▸ **Reading passage**:
----------------

Socialisation for Preschool Puppies

Socialisation for preschool puppies is designed for their stage of development. The best time to socialise your puppy is when they are 8 – 12 weeks of age. And most definitely by 16 weeks of age. This is known as the secondary socialisation period. Once this period ends, your puppy isn’t open to brand new experiences like they once were. The fear response kicks in, making your positive socialisation attempts more difficult, if not impossible.

You want to harness the power of early positive socialisation experiences, but you have a limited time to do so. 

That’s why puppy preschool classes are for puppies who are 8 to 14 weeks old on their start date. And why our classes have maximum socialisation opportunities in the shortest time frame. Your puppy will finish their preschool course before they are 16 weeks old – before the golden socialisation window closes.

Our socialisation themes

Socialisation isn’t just dog-dog play. Socialisation is the developmental process whereby puppies and adolescent dogs familiarise themselves with their constantly changing surroundings. It is how they work out what is safe and good as opposed to what is dangerous and not-so-good. Basically, teaching your puppy that everything in the human world is safe and good for them.

Because your puppy isn’t fully vaccinated yet, puppy preschool provides a safe opportunity to have lots of different positive socialisation experiences. We’ll show you what socialisation is, and how to do it effectively with your puppy.

Each of the puppy preschool lessons has a different fun socialisation theme.

socialisation for preschool puppies socialisation theme pie graph

  • Wheeled objects, childrens toys
  • Grooming and vet handling
  • Different surfaces and obstacles
  • How to greet a dog, people and appearances
  • Environmental sounds

What you really need is a dog you can walk down the street confidently. One that isn’t going to have a fearful or aggressive response, freaking out at every dog and person they see. A dog that is happy to be near other dogs and people.
But not a dog that has no manners, so happy and confident, that they’ll pull you towards every dog they see yanking your shoulder out of its socket and causing you much embarrassment!
Would you rather a dog who loves people and other dogs, but can still pay attention and listen to you?

Every lesson we practice our special training techniques to create positive socialisation experiences. Each puppy is catered for, and we go at their pace. We want our puppies to LOVE being around other puppies and people – not simply tolerating it, and definitely not hating it. Of course, we are also teaching our puppies good manners while we do this. We teach our puppies to focus on their humans too.

----------------

▸ **Given entries**:
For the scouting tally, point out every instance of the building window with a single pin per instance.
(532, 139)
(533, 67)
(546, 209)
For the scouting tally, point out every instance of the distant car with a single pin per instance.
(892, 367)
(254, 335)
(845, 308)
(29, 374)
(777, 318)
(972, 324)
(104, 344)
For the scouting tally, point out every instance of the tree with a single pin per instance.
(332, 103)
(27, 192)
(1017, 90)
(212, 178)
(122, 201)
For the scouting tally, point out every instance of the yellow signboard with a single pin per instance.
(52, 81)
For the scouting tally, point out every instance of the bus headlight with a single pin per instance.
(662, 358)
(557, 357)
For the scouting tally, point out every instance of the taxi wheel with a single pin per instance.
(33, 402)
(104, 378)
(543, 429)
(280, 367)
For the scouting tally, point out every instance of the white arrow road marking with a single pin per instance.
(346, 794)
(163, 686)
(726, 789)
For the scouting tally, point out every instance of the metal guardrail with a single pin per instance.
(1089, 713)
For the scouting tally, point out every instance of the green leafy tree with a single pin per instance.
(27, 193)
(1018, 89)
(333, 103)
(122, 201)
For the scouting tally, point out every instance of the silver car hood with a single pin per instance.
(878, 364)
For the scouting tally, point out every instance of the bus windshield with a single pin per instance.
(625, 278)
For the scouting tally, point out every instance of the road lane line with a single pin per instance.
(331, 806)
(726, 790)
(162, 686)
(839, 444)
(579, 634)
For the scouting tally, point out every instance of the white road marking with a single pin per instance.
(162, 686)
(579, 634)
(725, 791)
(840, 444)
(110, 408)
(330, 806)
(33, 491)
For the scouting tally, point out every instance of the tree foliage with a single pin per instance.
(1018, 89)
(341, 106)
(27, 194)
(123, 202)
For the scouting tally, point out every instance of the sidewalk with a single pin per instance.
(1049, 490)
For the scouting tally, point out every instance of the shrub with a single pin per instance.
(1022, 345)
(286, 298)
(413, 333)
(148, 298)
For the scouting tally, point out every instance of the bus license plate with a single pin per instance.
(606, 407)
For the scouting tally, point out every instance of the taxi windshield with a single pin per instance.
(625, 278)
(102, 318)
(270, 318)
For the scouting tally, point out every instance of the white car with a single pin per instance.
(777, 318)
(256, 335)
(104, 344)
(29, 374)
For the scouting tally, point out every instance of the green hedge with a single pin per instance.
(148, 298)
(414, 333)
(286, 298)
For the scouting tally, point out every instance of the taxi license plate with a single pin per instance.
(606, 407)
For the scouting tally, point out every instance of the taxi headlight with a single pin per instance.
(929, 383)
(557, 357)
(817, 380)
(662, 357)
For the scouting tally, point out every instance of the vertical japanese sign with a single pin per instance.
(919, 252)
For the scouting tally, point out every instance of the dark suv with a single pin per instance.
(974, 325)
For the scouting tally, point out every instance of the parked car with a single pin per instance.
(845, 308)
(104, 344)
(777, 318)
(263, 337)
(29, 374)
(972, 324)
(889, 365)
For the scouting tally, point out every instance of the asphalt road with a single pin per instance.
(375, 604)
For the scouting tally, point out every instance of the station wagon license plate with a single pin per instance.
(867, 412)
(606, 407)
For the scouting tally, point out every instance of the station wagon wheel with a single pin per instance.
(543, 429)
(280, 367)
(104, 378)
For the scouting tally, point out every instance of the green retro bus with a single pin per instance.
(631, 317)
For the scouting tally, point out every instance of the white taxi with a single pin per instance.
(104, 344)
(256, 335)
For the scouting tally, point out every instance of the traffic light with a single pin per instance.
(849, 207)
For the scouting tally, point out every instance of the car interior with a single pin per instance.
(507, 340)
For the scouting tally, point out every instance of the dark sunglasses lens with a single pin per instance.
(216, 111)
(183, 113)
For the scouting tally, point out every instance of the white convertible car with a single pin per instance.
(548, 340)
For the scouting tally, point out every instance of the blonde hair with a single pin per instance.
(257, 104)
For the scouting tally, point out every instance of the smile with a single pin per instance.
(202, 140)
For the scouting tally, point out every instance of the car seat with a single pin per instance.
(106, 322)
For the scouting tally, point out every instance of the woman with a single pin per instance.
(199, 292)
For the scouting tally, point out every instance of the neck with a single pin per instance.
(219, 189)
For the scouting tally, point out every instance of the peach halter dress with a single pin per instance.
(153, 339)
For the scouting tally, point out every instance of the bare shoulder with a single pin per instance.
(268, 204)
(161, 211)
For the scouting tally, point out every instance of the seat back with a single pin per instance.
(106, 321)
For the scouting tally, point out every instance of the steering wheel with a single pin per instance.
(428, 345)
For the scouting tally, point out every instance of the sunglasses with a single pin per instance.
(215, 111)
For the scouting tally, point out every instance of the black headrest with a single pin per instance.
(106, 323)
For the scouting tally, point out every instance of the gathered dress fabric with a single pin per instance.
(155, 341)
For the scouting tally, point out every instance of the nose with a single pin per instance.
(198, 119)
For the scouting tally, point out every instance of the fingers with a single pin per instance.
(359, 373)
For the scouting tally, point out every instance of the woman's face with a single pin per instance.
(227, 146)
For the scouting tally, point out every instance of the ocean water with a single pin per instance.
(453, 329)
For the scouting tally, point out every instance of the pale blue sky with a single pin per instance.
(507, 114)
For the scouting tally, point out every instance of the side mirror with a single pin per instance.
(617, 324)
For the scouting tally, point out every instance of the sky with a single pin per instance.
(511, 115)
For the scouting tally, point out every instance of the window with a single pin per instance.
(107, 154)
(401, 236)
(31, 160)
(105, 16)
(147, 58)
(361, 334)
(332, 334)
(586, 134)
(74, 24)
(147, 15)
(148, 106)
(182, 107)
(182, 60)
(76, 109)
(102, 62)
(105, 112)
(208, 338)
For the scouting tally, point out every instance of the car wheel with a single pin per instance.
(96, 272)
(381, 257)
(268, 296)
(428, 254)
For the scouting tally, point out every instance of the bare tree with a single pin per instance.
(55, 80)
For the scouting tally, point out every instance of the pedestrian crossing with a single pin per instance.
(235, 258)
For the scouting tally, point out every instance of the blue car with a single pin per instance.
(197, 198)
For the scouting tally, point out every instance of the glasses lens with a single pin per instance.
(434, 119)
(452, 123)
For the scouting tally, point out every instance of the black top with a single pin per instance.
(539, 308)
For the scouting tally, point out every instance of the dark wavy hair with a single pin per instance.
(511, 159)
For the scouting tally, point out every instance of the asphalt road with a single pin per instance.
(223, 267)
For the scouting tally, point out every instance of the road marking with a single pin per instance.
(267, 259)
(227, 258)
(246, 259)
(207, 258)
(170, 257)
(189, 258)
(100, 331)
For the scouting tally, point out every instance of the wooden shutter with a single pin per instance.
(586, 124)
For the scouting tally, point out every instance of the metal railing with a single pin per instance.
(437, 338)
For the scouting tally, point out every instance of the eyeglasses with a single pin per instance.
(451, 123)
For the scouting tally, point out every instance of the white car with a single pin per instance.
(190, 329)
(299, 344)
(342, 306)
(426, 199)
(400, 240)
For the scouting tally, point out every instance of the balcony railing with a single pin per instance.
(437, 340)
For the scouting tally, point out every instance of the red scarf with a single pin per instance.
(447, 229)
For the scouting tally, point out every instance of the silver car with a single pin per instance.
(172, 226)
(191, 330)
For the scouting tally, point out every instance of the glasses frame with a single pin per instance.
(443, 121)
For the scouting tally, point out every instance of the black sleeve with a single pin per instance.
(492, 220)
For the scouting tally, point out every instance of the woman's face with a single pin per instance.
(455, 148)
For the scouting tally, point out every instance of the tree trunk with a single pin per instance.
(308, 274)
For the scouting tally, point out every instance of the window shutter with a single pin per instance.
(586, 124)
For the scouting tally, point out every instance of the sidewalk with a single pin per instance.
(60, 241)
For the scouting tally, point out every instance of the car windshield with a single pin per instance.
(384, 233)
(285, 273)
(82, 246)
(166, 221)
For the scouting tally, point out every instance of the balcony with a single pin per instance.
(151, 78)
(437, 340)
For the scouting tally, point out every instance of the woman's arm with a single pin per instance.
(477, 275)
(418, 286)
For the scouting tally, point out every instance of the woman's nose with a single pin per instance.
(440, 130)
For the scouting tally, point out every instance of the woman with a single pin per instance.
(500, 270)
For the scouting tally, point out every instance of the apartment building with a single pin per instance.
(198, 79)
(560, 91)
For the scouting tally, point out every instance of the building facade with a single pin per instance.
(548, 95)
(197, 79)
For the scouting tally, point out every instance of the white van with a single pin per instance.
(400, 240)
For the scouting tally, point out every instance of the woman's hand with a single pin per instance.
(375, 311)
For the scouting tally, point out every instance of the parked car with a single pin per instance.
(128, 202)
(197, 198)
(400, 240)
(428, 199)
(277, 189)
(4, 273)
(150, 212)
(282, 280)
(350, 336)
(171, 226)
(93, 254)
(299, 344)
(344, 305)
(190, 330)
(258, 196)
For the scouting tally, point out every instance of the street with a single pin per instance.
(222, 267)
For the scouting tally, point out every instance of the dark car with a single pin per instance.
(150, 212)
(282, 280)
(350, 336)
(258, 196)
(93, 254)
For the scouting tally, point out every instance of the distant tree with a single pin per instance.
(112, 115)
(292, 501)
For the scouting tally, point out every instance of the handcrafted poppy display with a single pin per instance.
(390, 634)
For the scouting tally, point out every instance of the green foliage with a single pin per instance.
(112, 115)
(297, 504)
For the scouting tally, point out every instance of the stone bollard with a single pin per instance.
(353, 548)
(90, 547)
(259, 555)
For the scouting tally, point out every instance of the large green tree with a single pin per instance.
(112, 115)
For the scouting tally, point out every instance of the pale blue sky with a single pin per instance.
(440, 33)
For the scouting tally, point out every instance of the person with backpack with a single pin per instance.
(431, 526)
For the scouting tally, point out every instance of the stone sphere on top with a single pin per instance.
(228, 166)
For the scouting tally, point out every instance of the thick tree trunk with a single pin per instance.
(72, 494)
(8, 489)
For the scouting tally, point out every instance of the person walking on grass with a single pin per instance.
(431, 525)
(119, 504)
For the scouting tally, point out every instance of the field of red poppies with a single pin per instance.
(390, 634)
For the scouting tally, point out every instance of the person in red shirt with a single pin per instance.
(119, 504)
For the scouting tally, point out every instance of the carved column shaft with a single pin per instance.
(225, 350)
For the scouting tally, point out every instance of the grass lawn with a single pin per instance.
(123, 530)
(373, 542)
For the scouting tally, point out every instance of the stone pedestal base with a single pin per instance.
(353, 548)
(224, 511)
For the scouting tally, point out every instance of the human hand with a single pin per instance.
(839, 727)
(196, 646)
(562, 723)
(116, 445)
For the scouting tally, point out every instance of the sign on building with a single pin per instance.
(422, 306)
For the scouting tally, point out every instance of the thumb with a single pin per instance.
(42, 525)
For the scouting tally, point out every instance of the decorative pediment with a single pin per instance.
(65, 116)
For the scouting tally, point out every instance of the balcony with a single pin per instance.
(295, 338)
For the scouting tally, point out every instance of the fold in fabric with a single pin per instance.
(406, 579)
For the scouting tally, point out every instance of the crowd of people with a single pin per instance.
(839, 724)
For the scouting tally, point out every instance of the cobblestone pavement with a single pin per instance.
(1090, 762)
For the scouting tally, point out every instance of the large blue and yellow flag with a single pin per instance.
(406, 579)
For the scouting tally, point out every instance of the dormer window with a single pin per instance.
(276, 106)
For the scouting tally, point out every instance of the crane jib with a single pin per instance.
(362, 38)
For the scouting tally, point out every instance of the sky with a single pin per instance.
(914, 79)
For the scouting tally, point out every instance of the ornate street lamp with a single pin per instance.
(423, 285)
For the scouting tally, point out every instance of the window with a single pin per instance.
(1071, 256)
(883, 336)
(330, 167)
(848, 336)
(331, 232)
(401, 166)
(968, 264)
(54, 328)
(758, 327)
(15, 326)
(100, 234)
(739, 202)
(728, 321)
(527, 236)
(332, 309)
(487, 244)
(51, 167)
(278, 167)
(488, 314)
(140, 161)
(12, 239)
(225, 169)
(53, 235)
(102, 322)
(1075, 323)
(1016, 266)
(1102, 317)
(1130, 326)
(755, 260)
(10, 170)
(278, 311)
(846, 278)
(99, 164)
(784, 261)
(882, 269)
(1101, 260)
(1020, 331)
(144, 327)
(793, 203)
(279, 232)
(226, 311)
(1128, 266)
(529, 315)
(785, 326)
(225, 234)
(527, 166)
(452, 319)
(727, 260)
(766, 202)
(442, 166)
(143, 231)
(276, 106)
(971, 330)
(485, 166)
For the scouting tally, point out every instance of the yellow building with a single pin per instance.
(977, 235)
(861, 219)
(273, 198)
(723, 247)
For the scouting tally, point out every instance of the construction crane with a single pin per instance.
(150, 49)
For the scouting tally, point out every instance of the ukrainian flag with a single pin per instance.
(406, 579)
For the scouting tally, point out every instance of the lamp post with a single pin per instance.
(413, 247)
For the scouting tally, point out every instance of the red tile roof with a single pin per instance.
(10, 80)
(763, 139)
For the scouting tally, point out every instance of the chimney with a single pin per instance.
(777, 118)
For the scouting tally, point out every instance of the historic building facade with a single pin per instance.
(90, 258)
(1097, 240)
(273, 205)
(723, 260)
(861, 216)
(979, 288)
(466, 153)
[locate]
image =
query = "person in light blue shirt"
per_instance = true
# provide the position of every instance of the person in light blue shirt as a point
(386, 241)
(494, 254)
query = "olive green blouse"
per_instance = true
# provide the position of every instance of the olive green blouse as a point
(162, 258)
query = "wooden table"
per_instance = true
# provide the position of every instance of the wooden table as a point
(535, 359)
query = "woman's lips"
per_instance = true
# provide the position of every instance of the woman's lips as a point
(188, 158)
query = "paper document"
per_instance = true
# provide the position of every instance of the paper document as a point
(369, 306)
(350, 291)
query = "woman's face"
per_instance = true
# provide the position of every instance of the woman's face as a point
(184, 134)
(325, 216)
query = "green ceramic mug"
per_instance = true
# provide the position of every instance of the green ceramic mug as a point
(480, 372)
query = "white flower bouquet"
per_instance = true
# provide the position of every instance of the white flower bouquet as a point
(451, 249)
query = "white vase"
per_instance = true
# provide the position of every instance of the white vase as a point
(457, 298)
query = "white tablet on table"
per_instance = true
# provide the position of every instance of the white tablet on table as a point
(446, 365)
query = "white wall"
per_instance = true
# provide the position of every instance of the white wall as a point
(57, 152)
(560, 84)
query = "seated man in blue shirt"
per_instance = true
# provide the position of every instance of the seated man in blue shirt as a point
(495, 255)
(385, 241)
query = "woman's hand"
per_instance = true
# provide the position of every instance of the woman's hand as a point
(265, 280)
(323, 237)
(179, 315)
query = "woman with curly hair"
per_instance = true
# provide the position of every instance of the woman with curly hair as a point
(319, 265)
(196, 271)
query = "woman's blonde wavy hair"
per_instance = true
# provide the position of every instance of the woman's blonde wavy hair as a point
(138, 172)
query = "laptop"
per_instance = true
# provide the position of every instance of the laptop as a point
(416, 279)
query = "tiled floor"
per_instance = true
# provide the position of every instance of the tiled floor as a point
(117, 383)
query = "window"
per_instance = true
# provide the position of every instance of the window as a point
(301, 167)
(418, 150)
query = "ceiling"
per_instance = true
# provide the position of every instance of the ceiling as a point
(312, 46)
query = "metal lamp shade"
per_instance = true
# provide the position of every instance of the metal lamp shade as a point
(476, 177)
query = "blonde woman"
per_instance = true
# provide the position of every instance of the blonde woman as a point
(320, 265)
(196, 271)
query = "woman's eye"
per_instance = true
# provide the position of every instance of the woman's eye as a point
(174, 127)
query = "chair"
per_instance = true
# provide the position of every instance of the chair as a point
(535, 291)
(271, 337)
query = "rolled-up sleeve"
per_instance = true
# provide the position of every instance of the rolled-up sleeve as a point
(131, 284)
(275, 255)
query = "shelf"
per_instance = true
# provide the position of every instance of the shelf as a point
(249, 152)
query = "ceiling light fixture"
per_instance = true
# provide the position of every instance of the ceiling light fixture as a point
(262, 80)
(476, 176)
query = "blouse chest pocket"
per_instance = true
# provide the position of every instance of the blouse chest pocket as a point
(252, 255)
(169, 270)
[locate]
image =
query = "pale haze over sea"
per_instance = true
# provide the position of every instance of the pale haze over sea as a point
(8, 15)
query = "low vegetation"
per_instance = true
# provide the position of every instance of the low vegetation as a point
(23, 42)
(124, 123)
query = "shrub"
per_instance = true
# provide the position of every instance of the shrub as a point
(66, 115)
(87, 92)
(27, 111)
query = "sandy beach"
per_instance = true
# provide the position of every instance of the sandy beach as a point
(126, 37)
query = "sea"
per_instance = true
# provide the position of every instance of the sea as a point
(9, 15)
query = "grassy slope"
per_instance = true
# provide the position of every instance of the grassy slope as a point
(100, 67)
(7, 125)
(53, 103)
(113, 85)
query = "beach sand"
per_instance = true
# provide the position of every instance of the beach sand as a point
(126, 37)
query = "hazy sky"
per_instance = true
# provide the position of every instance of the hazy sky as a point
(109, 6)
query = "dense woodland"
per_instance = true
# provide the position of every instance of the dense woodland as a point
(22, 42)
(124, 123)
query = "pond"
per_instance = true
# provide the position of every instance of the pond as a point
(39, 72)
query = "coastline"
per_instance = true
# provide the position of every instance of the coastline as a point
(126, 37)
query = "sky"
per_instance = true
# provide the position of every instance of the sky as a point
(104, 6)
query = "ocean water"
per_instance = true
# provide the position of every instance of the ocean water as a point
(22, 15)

----------------

▸ **Requirement 1**:
According to the puppy preschool page, how old must puppies be on their start date to join puppy preschool classes?
▸ **Requirement 2**:
From the puppy preschool page, return the words starting with "Every lesson we" and going on through "their humans too.", copied exactly.

▸ **Written reply 1**:
They must be 8 to 14 weeks old.

▸ **Written reply 2**:
Every lesson we practice our special training techniques to create positive socialisation experiences. Each puppy is catered for, and we go at their pace. We want our puppies to LOVE being around other puppies and people – not simply tolerating it, and definitely not hating it. Of course, we are also teaching our puppies good manners while we do this. We teach our puppies to focus on their humans too.